/---
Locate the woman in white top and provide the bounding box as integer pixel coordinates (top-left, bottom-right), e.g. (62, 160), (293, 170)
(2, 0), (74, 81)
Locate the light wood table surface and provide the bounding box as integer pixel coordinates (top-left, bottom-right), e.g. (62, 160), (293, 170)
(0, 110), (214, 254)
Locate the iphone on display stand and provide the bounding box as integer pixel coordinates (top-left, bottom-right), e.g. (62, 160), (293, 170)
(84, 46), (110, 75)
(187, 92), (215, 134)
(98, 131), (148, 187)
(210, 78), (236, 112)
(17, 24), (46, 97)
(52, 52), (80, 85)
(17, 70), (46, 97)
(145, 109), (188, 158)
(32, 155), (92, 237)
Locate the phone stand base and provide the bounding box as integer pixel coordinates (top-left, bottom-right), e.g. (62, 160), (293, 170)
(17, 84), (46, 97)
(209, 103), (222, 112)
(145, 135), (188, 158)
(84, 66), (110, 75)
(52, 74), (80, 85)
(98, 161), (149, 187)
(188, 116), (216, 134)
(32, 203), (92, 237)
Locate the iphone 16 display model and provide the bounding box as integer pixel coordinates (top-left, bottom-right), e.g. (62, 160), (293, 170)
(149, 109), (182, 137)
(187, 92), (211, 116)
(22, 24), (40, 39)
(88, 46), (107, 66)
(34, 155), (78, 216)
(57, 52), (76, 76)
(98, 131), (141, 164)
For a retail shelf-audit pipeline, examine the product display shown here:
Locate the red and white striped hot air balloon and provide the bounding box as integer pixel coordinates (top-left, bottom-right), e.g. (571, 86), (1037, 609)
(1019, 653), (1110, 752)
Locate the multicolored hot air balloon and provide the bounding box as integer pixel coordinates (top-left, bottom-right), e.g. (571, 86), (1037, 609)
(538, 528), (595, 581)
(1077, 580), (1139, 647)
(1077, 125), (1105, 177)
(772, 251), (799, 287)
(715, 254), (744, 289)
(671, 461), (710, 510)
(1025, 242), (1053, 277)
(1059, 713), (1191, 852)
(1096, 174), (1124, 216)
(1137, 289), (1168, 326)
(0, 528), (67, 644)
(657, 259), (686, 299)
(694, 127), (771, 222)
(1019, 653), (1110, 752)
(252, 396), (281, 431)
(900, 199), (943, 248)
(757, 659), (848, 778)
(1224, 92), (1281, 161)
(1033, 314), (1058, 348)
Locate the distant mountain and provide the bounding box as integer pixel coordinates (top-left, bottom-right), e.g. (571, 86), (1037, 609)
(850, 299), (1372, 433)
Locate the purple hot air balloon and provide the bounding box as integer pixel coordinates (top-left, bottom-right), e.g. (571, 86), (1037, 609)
\---
## WRITTEN EXERCISE
Render the material above as a Markdown table with the columns Row and Entry, numbering each nonblank line in order and omitting blank lines.

## SOLUTION FOR THIS PROBLEM
| Row | Entry |
|---|---|
| 1 | Locate the woman in white top and provide the bounding box as integer pixel coordinates (top-left, bottom-right), e.g. (62, 160), (293, 170) |
| 2 | (2, 0), (74, 81) |
| 3 | Locate the light wood table surface and provide the bounding box as integer pixel coordinates (top-left, bottom-right), e.g. (62, 160), (293, 170) |
| 4 | (0, 110), (214, 254) |
| 5 | Locate the iphone on display stand and provide the bounding box as integer pixel coordinates (top-left, bottom-right), e.g. (62, 160), (293, 170) |
| 6 | (84, 46), (110, 75) |
| 7 | (187, 92), (215, 134) |
| 8 | (98, 131), (148, 187) |
| 9 | (210, 78), (236, 112) |
| 10 | (17, 24), (46, 97) |
| 11 | (52, 52), (80, 85) |
| 12 | (17, 70), (46, 97) |
| 13 | (145, 109), (188, 158) |
| 14 | (32, 155), (92, 237) |
| 15 | Locate the phone stand base and provide the bounding box as integer pixel coordinates (top-left, bottom-right), e.g. (62, 160), (293, 170) |
| 16 | (17, 84), (46, 97) |
| 17 | (209, 103), (222, 112) |
| 18 | (145, 135), (188, 158) |
| 19 | (84, 66), (110, 75) |
| 20 | (52, 74), (80, 85) |
| 21 | (98, 161), (149, 187) |
| 22 | (188, 116), (216, 134) |
| 23 | (32, 203), (92, 237) |
| 24 | Locate the iphone 16 display model and provide the bounding box as integer pixel coordinates (top-left, bottom-right), e.g. (62, 160), (293, 170) |
| 25 | (149, 109), (182, 137) |
| 26 | (187, 92), (211, 116) |
| 27 | (22, 24), (40, 39) |
| 28 | (88, 46), (107, 66) |
| 29 | (34, 155), (78, 216) |
| 30 | (57, 52), (76, 76) |
| 31 | (98, 131), (141, 164) |
| 32 | For a retail shelf-audit pipeline, examine the product display shown here: |
| 33 | Locate the red and white striped hot air balloon and provide the bounding box as integer pixel coordinates (top-left, bottom-right), e.g. (571, 86), (1037, 609) |
| 34 | (1019, 653), (1110, 752) |
| 35 | Locate the multicolored hot air balloon and provide the bounding box as integer pixel coordinates (top-left, bottom-right), e.g. (571, 86), (1037, 609) |
| 36 | (538, 528), (595, 581) |
| 37 | (1077, 580), (1139, 647) |
| 38 | (1077, 125), (1105, 177) |
| 39 | (772, 251), (799, 287) |
| 40 | (715, 254), (744, 289) |
| 41 | (671, 461), (710, 510) |
| 42 | (1025, 242), (1053, 277) |
| 43 | (1059, 713), (1191, 852) |
| 44 | (1096, 174), (1124, 216) |
| 45 | (1137, 289), (1168, 326) |
| 46 | (0, 528), (67, 644) |
| 47 | (657, 259), (686, 299) |
| 48 | (694, 127), (771, 222) |
| 49 | (1019, 653), (1110, 752) |
| 50 | (252, 396), (281, 431) |
| 51 | (900, 199), (943, 248) |
| 52 | (757, 659), (848, 778) |
| 53 | (1224, 92), (1281, 161) |
| 54 | (1033, 314), (1058, 348) |
| 55 | Locate the distant mountain and provide the bounding box as integer pixel coordinates (top-left, bottom-right), e.g. (571, 86), (1037, 609) |
| 56 | (850, 299), (1372, 433) |
| 57 | Locate the purple hot air balloon and provide the bounding box as integer pixel coordinates (top-left, bottom-right), e.g. (571, 86), (1037, 609) |